**** Data section

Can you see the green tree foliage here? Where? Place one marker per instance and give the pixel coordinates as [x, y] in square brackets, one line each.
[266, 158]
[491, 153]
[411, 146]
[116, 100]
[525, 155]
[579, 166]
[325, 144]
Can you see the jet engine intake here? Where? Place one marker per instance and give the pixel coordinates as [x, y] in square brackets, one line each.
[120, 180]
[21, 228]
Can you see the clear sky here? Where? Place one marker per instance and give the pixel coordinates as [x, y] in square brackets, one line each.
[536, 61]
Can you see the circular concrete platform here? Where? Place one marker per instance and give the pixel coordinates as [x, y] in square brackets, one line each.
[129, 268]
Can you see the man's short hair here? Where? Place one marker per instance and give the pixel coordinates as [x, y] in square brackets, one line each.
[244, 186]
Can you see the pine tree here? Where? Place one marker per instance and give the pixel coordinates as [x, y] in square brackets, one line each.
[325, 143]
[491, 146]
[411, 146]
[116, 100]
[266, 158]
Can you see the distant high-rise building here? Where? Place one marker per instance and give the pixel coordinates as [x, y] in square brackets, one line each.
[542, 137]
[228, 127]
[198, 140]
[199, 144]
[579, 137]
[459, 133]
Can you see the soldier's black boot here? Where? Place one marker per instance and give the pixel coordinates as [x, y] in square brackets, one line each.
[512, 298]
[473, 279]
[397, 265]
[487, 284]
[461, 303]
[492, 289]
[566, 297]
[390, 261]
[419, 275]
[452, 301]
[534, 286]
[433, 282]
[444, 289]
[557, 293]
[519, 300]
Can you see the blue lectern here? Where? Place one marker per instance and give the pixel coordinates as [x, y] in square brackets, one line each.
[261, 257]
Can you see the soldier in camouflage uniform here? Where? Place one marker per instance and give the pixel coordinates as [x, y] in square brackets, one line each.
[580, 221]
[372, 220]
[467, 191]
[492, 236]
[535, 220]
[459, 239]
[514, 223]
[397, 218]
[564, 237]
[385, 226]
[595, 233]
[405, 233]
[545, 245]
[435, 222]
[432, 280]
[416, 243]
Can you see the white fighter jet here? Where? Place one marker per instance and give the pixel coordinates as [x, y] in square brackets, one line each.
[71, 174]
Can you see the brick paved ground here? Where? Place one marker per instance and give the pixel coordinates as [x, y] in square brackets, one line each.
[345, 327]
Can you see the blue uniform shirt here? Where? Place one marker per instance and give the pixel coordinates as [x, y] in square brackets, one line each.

********

* _What is being asked_
Transcribe the line that contains "Can you see the brick" exactly, then each line after it through the end of the material. Nothing else belongs in the output.

* _Exercise solution_
Can you see the brick paved ground here? Where? Place one marker per instance and give the pixel coordinates as [x, y] in square brackets, one line each.
[345, 327]
Can you see the blue uniform shirt here? Where? Place one marker per instance and give the pixel coordinates as [x, y] in square brackets, one line each.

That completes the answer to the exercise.